*** Opening Text block ***

Fracture risk assessment is integral to the diagnosis and management of osteoporosis, a devastating clinical condition of which over 40 million Americans are at risk. Due to limitations in areal BMD measures obtained from 2D DXA scans - the current clinical standard for diagnosis of osteoporosis - it has recently become clear that those at risk of osteoporotic fracture need to be better identified. A 3D biomechanics-based technique, which we term Biomechanical Computed Tomography (BCT), addresses this need through a combination of engineering finite element analysis, 3D quantitative computed tomography (QCT), and bone fracture biomechanics. The main outcome parameter of BCT is an estimate of the biomechanical risk of a bone fracture that accounts for such factors as the patient's 3D bone geometry and distribution of bone density, body-weight, height, trochanteric soft tissue thickness (for hip fractures), muscle moment arm (for spine), and the age-related risk of sustaining an overload event (such as a fall or lifting of a heavy object with back bent). In the larger context of translating BCT to clinical practice, we seek in this Phase II SBIR project to test the overall hypothesis that BCT is a better predictor of osteoporotic fracture than is areal BMD, for both hip and spine fracture and for both women and men. In Phase I of this project, we successfully applied this technique to explain observed age-related trends in hip fracture rates. For Phase II, we plan in our first Aim to refine our BCT technique to produce a fully automated, highly reliable and highly accurate software suite with the capability to analyze CT scans acquired for any medical test with coverage of the hip and/or spine without an external calibration phantom.
For Aim 2, in order to ensure optimal prediction of clinical fractures, we will further refine our overall BCT process by calibrating results from the two cohorts (the Mayo Clinic cohort of 750 men and women in Rochester MN, and the MrOS cohort of 3,500 men in six U.S. locations). Issues to be resolved in this calibration process include determining optimal methods for measuring soft tissue thickness, muscle moment arms, and spine loading. This analysis will also enable us to calibrate our function for age- related risk of sustaining an overload event, which may depend on both fracture type (hip vs. spine) and sex.

*** Closing Text block ***

What you need to do>
A - Reproduce the stretch of the BCT project summary from "For Aim 2, in" through "spine) and sex.".
B - Render this sentence from the BCT project summary in Spanish: "Issues to be resolved in this calibration process include determining optimal methods for measuring soft tissue thickness, muscle moment arms, and spine loading."

*** Opening Information supplied ***

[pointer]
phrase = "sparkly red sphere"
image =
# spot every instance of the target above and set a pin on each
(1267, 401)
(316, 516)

*** Closing Information supplied ***
*** Opening Information supplied ***

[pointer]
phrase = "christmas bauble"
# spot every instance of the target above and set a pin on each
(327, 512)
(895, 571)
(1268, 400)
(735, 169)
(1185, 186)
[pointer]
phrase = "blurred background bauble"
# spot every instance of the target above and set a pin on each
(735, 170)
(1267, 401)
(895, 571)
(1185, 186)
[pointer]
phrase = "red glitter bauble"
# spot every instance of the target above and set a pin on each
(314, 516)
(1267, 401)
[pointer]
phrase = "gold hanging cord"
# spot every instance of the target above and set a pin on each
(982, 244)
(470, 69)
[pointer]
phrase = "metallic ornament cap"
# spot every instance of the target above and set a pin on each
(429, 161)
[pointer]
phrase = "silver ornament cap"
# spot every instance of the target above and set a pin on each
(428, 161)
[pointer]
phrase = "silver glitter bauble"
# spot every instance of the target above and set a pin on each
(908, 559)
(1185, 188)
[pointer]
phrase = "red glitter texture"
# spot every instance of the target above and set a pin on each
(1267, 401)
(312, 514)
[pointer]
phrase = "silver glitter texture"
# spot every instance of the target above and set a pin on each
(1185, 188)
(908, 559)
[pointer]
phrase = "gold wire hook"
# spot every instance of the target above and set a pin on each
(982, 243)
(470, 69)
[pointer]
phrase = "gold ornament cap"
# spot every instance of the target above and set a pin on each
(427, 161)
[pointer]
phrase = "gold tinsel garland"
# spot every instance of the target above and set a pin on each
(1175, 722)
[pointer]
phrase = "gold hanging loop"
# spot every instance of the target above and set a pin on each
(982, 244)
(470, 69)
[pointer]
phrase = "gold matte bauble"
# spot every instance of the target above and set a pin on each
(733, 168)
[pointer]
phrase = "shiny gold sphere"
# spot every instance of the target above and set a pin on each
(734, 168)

*** Closing Information supplied ***

Results>
A -
For Aim 2, in order to ensure optimal prediction of clinical fractures, we will further refine our overall BCT process by calibrating results from the two cohorts (the Mayo Clinic cohort of 750 men and women in Rochester MN, and the MrOS cohort of 3,500 men in six U.S. locations). Issues to be resolved in this calibration process include determining optimal methods for measuring soft tissue thickness, muscle moment arms, and spine loading. This analysis will also enable us to calibrate our function for age- related risk of sustaining an overload event, which may depend on both fracture type (hip vs. spine) and sex.

B - Las cuestiones que deben resolverse en este proceso de calibración incluyen determinar los métodos óptimos para medir el grosor del tejido blando, los brazos de momento muscular y la carga de la columna vertebral.